Would you return all of this data exactly, leaving nothing out?

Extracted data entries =
____________
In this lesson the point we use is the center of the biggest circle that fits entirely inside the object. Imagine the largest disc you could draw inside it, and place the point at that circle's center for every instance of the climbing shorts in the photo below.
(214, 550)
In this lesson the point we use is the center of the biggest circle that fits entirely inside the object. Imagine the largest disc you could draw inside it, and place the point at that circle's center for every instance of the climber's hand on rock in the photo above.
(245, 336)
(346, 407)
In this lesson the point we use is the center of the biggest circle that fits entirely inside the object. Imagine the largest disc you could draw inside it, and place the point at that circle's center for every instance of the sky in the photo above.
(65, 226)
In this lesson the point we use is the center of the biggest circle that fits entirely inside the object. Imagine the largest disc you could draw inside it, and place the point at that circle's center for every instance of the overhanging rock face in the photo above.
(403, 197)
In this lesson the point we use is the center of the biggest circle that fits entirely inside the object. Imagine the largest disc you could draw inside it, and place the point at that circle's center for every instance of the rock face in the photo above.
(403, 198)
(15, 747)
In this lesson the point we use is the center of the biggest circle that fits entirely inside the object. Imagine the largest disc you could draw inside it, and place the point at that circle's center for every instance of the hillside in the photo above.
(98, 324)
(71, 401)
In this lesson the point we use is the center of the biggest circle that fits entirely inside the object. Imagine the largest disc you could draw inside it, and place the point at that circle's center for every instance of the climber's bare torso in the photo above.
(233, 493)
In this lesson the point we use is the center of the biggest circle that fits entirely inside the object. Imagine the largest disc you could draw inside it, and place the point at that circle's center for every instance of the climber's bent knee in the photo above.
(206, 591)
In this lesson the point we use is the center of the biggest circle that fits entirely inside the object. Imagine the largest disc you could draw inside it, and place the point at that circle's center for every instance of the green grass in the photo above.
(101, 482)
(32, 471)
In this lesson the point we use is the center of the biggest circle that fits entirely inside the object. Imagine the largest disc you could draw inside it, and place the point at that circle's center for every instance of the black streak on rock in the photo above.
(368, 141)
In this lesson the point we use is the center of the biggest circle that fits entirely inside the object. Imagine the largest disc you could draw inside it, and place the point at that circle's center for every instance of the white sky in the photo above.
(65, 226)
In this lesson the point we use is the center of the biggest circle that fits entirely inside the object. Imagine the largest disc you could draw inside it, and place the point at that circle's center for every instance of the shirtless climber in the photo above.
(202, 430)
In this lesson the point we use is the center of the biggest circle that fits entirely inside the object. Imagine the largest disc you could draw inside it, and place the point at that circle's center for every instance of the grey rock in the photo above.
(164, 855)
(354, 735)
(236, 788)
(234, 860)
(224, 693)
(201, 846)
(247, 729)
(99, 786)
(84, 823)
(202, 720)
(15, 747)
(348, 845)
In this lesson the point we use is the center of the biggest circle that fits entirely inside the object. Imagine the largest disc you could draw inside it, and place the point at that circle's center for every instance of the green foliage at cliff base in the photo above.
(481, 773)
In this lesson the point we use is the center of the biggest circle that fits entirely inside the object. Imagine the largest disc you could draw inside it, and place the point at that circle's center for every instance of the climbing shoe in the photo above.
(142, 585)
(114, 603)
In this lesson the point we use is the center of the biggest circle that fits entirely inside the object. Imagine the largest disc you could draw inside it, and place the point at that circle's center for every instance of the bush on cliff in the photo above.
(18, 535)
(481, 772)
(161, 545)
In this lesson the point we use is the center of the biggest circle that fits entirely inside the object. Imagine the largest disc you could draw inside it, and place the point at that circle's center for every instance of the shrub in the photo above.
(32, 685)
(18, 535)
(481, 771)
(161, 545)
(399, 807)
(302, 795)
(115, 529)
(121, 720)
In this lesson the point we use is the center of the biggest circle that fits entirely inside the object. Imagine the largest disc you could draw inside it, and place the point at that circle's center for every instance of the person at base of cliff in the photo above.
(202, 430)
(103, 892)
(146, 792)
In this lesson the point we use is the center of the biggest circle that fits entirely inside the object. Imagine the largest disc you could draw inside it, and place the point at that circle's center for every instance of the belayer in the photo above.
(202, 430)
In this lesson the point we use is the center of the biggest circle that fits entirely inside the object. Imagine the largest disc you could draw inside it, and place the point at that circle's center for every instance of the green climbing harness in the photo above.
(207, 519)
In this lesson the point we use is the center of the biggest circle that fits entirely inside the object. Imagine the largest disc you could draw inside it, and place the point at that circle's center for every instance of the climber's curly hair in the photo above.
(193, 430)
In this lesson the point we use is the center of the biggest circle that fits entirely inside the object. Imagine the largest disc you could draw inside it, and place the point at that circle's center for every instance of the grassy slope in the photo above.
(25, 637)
____________
Answer for this exercise =
In this lesson the point we use is the center of the biggest circle that fits entirely inside the object. Imagine the largest disc you could draw inside it, and place the point at that circle's center for every instance of the climbing shorts in the photo below.
(214, 550)
In this lesson the point we use is the center of the biggest circle that fits entirely inside the object. Imagine the largest disc you could draw inside it, and place the point at that circle's center for every instance of the climber's hand on rock in the photo above.
(245, 336)
(346, 407)
In this lesson the point we use is the center of the biggest circle that fits entirely inside the object. Imagine the largest disc you could draw inside it, and place the point at that circle's center for every instance of the sky in the photo above.
(65, 226)
In this lesson the point we use is the center of the biggest circle that fits entirely inside the object. Imagine the largest disc you could draw inside it, and place the point at that circle's center for every instance of the overhanging rock face in the photo above.
(403, 197)
In this lesson the point we use is the center of the biggest circle that fits entirely inside the object. Imagine the largest disc you could draw inside it, and place the point at that circle's center for every instance of the rock face in the photo above.
(403, 198)
(15, 747)
In this lesson the point we use is the center of the biggest circle that fits entirely inside the object. Imagine the largest disc you could draw inside it, and place the point at that circle's center for every instance of the hillside in the photo above.
(98, 324)
(71, 401)
In this lesson the point we use is the center of the biggest circle that fits entirely inside the object. Imagine the largest disc you could draw inside it, and place the point at that circle's center for every instance of the climber's bare torso in the photo above.
(233, 493)
In this lesson the point we use is the center of the biggest circle that fits entirely inside the object. Imagine the largest disc you could draw inside it, and place the point at that circle's center for every instance of the climber's bent knee in the photo above.
(206, 591)
In this lesson the point we use is the center of the biggest circle that fits entirely inside the object. Imagine the largest disc you could draw inside it, and place the point at that circle's center for every instance of the green grass in the photo above.
(101, 482)
(32, 471)
In this lesson the point we use is the center of the biggest circle that fits entirely inside the object. Imagine the largest disc you could draw inside it, and place the point at that circle's center for every instance of the black streak on rock in the photo above.
(368, 141)
In this lesson the point we use is the center of the biggest circle that fits entirely inside the object. Imagine the largest disc you could draw inside it, and place the point at that circle's center for every instance of the white sky in the photo above.
(65, 226)
In this lesson the point we use is the center of the biggest circle that fits entirely inside the object. Imagine the largest disc you could draw inside it, and place the point at that circle's center for every instance of the shirtless climber in the photo above.
(202, 430)
In this lesson the point we use is the center of the biggest circle that fits entirely inside the object. Imagine the largest disc you could draw inside it, and place the point at that circle's center for every instance of the grey rock in the photo above.
(164, 855)
(354, 735)
(236, 788)
(234, 860)
(224, 693)
(201, 846)
(247, 729)
(99, 786)
(84, 823)
(202, 720)
(15, 747)
(348, 845)
In this lesson the point we use is the center of the biggest circle that fits entirely inside the object. Imagine the largest disc you could draw inside it, and place the point at that circle's center for every instance of the green foliage at cliff base in the photo above.
(481, 773)
In this lesson the point we use is the center of the biggest circle that fits entirely inside the object. Imagine the largest disc you could draw inside it, and place the point at that circle's center for every instance of the climbing shoe in the photo above.
(142, 585)
(114, 603)
In this lesson the point we use is the center of the biggest circle that fits entirely inside the object. Imagine the largest disc you could draw inside it, and place the point at that circle's center for every instance of the bush on cliff in the photo above.
(18, 535)
(481, 772)
(161, 545)
In this lesson the point we use is the center of the biggest circle that fits entirely inside the object. Imagine the largest disc you could draw inside it, and place the point at that circle's center for every instance of the shrub in the photo above.
(32, 685)
(18, 535)
(481, 771)
(161, 545)
(399, 807)
(302, 795)
(115, 529)
(121, 720)
In this lesson the point we use is the center of the biggest circle that fits entirely inside the object. Imagine the largest disc you could draw inside it, and place the point at that circle's center for every instance of the person at base of cliff in the photo above.
(202, 430)
(103, 892)
(146, 792)
In this lesson the point we use is the center of the biggest circle that fits entirely inside the object. Imagine the largest disc you could draw inside it, and place the point at that circle's center for every instance of the belayer in the photo above.
(202, 430)
In this lesson the point we use is the center of the biggest circle that fits entirely inside the object. Imagine the largest disc you could draw inside it, and place the point at that circle's center for every instance of the green climbing harness in the photo above.
(207, 519)
In this lesson the point we use is the center of the biggest circle that fits entirely inside the object. Imagine the largest disc you could draw inside it, and place the point at that circle's center for every instance of the climber's curly hair in the photo above.
(193, 430)
In this lesson the point we use is the center of the biggest circle that fits entirely inside the object. Imagine the largest disc you could draw inside it, and place the point at that circle's center for every instance of the grassy slope in the photo above.
(25, 637)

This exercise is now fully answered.